# [Exercise objective]
Pull out every line of the entries below that contains the string "shaped".

(Dataset excerpt)
((

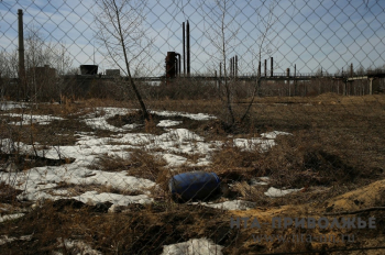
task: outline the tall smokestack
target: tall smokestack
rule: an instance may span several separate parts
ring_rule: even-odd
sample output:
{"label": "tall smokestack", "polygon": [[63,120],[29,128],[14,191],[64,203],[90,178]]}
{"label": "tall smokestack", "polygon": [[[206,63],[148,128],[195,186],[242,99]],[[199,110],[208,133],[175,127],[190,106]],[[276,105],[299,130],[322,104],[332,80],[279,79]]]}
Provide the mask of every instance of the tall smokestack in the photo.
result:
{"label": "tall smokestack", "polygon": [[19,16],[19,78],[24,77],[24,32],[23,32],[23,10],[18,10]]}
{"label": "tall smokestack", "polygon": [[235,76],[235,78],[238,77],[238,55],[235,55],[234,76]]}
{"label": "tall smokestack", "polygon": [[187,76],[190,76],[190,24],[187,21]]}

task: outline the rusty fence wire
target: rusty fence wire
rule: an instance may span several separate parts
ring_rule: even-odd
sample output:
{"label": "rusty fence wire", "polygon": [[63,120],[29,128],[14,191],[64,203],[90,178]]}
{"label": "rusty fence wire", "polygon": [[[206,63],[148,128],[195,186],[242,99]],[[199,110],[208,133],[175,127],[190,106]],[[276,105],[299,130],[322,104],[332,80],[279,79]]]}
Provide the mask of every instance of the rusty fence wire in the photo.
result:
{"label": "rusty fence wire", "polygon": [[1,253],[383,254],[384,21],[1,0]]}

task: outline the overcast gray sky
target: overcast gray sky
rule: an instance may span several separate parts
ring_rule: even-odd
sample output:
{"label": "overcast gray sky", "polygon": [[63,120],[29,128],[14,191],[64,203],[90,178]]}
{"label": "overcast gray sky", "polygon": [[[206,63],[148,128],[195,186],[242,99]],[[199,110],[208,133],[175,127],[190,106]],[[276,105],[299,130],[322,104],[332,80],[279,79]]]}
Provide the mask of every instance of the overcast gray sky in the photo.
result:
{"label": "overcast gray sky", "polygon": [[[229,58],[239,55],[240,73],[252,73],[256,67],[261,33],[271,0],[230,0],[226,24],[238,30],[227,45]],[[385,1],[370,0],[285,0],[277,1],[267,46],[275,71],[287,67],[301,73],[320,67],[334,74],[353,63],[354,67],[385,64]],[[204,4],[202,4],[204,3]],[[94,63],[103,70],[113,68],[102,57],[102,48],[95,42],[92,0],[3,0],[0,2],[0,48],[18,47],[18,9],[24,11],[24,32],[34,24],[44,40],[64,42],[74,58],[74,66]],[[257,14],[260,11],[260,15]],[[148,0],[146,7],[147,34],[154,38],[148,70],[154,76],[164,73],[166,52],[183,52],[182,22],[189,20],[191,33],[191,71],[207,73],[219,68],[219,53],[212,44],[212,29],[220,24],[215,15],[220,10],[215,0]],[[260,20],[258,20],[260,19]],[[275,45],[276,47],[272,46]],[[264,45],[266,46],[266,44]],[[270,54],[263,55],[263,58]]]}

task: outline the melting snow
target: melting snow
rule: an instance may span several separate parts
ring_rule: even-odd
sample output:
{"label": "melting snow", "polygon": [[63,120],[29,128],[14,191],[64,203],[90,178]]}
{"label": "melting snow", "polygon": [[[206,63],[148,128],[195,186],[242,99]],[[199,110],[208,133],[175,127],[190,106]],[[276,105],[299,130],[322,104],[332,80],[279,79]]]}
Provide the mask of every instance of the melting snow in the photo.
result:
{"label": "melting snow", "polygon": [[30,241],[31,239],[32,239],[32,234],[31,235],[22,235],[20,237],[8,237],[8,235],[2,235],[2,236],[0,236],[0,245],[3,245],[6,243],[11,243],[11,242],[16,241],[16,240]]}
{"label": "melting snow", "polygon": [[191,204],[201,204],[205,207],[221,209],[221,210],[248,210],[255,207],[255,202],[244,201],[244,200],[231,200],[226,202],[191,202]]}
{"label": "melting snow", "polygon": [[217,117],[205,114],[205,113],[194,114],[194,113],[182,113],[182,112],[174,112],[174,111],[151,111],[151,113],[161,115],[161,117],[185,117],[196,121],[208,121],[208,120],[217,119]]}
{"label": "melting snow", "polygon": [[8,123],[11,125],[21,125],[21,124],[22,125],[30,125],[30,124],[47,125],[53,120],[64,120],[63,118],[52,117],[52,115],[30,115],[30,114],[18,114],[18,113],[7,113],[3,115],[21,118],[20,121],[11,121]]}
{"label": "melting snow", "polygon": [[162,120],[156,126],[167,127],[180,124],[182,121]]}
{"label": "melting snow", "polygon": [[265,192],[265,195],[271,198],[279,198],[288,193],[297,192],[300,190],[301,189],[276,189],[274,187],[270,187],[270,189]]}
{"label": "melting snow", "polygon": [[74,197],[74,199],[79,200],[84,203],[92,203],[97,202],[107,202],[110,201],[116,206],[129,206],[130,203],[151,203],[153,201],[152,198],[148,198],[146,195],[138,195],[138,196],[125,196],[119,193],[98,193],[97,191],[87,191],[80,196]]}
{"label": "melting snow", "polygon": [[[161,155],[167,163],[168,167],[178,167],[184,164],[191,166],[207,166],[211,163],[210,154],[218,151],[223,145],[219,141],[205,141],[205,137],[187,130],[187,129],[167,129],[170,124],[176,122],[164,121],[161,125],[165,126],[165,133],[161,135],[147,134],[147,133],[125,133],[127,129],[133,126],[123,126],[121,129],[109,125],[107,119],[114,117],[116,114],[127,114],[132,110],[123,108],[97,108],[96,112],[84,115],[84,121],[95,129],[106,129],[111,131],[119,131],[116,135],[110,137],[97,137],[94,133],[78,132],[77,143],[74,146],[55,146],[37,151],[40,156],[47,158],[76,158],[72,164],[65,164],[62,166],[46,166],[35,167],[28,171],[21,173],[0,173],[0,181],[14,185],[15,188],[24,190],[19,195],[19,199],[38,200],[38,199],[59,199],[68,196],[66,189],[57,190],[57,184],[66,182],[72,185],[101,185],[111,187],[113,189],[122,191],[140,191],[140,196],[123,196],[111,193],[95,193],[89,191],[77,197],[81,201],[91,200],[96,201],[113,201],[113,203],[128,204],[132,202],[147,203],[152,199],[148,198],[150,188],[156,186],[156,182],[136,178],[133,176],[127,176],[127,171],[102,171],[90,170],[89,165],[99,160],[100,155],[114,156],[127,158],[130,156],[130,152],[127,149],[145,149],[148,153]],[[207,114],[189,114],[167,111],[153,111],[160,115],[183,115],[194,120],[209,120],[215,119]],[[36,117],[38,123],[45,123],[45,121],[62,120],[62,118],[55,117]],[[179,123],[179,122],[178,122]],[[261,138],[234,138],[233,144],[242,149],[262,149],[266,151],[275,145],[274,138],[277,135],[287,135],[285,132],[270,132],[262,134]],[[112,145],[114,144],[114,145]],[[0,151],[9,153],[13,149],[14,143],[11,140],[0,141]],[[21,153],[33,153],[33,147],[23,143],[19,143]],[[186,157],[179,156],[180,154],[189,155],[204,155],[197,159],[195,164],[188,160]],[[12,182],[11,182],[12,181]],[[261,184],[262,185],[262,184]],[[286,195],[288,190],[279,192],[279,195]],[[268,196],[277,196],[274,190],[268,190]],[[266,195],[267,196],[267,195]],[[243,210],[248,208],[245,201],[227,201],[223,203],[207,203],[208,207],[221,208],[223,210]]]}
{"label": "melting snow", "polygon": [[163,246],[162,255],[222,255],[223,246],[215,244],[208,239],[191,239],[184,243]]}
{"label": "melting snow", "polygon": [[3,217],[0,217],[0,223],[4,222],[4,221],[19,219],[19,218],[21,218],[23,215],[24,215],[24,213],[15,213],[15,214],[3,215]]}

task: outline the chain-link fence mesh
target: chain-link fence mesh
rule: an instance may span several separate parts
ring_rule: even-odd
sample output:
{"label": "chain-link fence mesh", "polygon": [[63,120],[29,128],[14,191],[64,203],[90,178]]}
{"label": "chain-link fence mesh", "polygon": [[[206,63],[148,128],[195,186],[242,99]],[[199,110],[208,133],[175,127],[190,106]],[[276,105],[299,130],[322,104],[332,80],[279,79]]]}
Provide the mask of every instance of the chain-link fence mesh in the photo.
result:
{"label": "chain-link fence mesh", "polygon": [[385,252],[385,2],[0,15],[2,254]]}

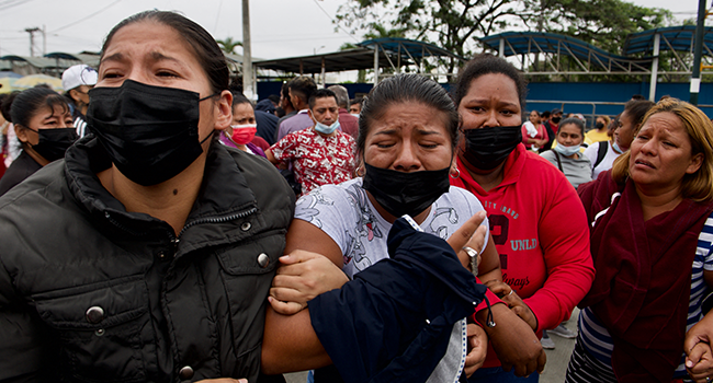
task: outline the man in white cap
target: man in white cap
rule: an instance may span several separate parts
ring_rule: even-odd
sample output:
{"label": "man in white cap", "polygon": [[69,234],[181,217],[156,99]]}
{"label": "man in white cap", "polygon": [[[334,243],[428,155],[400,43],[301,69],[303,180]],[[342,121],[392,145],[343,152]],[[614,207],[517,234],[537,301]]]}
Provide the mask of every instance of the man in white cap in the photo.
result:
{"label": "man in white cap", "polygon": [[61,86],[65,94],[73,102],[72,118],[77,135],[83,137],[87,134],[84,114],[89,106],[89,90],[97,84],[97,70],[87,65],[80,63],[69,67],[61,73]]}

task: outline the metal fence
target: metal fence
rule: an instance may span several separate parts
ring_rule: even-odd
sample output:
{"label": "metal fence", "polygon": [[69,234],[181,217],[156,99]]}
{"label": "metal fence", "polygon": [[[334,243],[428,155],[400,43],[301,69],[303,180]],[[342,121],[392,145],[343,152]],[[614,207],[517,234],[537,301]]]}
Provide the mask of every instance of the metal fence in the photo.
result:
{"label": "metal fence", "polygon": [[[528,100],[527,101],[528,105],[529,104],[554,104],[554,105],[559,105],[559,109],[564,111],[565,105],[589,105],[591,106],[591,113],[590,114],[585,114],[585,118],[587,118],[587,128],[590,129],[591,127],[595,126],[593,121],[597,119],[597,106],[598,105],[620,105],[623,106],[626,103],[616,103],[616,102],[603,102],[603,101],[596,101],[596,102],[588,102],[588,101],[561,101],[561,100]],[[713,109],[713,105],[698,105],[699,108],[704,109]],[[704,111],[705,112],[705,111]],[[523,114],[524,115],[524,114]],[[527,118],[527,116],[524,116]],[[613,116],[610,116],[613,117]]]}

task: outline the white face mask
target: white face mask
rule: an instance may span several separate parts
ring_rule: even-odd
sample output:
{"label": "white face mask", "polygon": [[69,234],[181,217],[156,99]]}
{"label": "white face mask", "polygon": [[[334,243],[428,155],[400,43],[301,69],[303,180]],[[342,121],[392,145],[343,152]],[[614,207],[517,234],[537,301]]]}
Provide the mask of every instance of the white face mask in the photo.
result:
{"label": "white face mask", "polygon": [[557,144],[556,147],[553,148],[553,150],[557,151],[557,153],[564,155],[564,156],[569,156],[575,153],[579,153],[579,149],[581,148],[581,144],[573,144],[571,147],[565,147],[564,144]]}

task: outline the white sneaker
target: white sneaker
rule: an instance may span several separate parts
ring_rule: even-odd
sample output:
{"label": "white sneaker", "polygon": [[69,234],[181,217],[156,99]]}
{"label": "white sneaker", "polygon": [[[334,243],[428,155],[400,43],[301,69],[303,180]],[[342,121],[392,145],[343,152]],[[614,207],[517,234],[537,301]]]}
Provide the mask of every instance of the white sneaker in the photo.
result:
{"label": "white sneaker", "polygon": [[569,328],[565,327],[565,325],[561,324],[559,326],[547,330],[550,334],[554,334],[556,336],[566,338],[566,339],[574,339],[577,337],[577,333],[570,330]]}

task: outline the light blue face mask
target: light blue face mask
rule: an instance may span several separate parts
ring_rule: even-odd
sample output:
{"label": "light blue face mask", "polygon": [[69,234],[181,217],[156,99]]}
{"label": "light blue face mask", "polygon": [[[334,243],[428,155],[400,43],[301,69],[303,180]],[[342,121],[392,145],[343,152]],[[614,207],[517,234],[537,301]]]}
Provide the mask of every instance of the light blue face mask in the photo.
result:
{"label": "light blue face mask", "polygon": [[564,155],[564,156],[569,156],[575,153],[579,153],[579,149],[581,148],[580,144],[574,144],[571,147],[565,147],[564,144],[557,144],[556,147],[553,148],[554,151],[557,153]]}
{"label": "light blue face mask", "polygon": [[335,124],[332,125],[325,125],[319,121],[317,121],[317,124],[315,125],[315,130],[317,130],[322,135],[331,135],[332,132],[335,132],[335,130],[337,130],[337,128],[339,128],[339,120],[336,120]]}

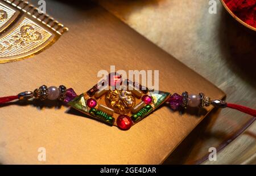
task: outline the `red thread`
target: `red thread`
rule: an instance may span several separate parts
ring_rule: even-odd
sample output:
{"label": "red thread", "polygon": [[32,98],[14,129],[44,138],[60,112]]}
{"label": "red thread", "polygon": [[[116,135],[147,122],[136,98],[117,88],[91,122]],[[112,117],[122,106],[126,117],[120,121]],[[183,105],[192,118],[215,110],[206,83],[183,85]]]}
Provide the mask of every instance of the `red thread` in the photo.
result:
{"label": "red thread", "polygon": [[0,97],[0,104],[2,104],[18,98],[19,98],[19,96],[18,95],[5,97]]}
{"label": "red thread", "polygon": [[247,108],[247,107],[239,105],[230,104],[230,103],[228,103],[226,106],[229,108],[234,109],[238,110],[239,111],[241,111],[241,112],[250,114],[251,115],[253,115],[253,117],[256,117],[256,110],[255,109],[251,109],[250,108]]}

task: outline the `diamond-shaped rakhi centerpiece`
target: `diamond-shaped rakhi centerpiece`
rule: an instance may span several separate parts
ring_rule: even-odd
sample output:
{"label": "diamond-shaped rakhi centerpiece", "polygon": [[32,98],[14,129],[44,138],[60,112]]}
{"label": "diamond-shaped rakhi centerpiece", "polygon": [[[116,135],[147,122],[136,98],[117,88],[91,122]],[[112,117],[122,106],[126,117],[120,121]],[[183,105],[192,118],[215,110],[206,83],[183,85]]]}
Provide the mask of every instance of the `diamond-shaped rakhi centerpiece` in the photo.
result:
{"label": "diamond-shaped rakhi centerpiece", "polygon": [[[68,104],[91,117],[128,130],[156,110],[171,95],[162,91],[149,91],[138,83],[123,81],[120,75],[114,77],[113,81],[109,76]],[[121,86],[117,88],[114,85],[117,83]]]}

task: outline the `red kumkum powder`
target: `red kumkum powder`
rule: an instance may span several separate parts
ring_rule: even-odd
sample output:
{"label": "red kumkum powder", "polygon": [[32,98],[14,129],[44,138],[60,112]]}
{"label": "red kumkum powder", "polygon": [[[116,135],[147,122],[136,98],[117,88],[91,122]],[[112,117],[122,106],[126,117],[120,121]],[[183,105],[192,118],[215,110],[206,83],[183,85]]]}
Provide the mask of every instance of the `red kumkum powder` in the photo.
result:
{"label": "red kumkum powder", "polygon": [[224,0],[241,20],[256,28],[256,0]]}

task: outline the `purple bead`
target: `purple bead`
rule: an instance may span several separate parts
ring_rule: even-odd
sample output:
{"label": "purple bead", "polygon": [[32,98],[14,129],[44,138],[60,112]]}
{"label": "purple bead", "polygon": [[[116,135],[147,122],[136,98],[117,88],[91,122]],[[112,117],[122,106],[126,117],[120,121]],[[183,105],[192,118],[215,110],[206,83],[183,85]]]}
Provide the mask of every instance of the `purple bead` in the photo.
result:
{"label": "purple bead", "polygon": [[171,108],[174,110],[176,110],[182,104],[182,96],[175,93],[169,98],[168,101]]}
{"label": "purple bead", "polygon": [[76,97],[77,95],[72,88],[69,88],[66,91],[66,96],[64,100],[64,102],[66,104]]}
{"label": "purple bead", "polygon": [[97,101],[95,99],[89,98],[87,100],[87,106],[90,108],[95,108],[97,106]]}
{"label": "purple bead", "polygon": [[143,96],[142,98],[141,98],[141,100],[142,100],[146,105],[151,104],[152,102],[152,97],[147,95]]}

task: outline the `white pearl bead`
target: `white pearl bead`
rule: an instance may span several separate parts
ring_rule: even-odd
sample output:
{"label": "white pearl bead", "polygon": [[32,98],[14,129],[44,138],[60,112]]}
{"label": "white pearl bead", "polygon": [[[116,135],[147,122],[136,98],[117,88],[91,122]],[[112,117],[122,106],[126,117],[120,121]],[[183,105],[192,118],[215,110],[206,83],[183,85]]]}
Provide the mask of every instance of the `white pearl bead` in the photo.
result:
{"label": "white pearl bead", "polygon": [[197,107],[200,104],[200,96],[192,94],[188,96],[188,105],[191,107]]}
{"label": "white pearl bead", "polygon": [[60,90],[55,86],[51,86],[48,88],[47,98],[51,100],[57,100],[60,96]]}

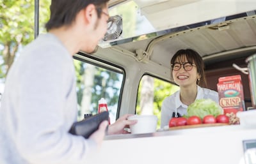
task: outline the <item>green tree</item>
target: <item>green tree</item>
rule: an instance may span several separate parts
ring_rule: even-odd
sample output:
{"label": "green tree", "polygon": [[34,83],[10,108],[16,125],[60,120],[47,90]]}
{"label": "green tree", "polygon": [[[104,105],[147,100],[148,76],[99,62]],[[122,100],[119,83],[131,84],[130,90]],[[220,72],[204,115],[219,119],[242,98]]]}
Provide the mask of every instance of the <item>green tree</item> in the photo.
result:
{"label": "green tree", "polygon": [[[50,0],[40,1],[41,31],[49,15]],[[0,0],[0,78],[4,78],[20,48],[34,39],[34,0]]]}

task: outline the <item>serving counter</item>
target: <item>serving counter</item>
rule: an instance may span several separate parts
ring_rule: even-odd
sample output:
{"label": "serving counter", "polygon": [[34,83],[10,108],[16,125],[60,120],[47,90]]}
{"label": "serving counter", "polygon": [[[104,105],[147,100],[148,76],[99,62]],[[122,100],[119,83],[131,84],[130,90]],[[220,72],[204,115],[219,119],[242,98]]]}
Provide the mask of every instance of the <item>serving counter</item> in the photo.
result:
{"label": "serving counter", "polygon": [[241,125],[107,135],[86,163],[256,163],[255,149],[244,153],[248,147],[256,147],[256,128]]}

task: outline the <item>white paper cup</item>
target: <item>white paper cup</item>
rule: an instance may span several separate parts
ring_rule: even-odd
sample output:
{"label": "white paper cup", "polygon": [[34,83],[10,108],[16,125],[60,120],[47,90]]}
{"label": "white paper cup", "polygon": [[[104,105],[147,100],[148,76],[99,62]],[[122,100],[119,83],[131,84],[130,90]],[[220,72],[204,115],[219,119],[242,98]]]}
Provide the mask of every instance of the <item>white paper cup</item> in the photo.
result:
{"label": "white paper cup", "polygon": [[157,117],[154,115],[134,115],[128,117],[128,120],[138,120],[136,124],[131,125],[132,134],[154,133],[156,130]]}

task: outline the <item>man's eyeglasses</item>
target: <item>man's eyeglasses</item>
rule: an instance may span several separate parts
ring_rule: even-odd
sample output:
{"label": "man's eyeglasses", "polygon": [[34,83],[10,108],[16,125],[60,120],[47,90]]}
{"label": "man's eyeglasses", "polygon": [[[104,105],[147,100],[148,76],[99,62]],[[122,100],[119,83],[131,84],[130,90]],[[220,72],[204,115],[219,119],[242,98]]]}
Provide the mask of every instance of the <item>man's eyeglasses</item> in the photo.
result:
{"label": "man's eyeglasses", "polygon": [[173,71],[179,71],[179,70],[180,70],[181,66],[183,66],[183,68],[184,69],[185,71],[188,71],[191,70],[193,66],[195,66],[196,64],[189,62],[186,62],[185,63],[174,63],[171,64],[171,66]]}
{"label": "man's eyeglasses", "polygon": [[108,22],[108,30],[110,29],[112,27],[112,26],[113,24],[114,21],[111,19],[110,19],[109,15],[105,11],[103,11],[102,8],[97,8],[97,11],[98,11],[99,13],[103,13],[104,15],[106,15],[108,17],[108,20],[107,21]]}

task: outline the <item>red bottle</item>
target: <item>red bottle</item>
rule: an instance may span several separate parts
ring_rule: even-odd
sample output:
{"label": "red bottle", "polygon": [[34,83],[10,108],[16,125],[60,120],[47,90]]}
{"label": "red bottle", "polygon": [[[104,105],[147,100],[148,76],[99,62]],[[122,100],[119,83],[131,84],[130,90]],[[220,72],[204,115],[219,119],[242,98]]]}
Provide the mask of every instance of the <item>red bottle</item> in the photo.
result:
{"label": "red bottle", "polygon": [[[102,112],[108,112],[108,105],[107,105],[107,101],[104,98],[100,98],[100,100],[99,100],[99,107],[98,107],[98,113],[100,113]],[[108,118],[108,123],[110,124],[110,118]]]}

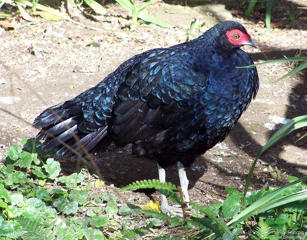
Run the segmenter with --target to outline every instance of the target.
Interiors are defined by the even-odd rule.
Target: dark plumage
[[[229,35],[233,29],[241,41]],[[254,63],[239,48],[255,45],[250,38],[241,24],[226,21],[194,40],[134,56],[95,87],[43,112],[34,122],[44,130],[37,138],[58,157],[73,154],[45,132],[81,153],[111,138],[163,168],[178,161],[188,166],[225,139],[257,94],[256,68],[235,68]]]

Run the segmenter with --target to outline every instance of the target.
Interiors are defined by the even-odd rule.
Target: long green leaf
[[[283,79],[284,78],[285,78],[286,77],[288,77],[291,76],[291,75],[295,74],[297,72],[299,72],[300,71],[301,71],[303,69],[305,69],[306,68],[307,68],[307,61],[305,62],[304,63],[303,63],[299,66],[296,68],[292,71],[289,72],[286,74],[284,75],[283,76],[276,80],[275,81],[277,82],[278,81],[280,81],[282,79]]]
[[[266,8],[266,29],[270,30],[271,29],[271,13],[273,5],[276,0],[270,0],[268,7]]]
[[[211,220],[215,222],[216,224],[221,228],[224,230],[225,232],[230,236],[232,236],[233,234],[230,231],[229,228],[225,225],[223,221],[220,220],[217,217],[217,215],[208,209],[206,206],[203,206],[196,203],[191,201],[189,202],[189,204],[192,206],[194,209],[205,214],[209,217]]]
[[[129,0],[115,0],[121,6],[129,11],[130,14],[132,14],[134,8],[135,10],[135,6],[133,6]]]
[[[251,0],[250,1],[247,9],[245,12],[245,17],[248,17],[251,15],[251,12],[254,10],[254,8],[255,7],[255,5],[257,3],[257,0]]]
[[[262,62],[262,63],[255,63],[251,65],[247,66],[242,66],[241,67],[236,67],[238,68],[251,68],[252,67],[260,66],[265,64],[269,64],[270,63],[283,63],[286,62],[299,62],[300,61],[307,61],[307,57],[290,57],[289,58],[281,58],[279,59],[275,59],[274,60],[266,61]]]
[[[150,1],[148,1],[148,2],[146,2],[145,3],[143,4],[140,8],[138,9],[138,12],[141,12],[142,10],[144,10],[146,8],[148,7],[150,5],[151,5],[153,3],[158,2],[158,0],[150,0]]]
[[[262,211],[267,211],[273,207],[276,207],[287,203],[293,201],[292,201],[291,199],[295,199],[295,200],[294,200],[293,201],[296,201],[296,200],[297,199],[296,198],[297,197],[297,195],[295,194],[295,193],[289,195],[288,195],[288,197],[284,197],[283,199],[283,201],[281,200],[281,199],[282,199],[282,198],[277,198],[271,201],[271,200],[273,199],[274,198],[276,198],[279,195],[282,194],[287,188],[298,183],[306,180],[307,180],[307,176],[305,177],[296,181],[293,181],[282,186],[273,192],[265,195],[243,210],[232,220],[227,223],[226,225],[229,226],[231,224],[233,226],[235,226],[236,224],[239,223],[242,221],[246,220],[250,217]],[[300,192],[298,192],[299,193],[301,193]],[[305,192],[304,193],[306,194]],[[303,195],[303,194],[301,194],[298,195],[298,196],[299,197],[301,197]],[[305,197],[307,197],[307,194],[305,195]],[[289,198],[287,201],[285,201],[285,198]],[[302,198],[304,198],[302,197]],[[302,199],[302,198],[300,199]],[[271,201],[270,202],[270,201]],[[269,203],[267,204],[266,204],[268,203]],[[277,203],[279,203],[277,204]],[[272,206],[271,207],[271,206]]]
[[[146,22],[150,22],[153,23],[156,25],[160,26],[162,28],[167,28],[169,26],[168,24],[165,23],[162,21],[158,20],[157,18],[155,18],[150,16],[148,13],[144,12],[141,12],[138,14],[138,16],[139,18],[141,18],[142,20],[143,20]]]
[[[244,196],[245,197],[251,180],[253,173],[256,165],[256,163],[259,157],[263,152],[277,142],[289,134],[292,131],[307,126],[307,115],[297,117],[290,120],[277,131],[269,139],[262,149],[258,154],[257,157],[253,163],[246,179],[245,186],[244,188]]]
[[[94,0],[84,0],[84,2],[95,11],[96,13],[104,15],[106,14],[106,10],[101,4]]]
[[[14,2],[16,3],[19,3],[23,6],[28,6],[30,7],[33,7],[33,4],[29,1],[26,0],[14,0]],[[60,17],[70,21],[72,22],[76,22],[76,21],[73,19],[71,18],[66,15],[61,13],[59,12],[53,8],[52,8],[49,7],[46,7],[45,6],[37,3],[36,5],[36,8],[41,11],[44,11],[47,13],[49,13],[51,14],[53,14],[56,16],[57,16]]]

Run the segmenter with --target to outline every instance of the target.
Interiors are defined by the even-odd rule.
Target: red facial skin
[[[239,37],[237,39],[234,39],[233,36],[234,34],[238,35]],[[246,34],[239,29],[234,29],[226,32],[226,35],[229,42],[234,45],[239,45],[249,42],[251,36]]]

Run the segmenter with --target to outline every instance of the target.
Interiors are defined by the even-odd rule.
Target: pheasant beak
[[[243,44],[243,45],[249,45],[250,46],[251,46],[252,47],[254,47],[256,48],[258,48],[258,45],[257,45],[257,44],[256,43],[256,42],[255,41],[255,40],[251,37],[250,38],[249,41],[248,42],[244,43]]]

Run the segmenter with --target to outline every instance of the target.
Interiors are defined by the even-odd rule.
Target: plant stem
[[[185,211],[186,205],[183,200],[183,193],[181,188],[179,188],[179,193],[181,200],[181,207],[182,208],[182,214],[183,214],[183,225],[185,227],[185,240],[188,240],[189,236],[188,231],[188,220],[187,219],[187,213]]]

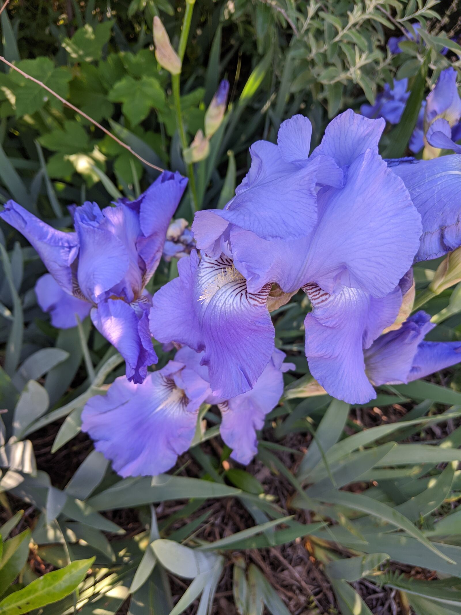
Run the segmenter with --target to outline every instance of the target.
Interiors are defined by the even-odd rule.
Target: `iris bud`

))

# [Correct answer]
task: outline the `diamond-shaped rakhi centerpiece`
target: `diamond-shaped rakhi centerpiece`
{"label": "diamond-shaped rakhi centerpiece", "polygon": [[32,98],[14,129],[44,138],[60,112]]}
{"label": "diamond-shaped rakhi centerpiece", "polygon": [[[116,135],[147,122],[136,98],[117,88],[91,122]],[[112,117],[122,106],[126,117],[120,121]],[[183,105],[192,118],[215,110],[206,83],[183,85]]]}
Provide the mask of every instance of the `diamond-shaped rakhi centerpiece` in the photo.
{"label": "diamond-shaped rakhi centerpiece", "polygon": [[[68,104],[91,117],[128,130],[156,110],[171,95],[162,91],[149,91],[138,83],[123,81],[120,75],[114,77],[113,81],[109,76]],[[121,86],[117,88],[114,85],[117,83]]]}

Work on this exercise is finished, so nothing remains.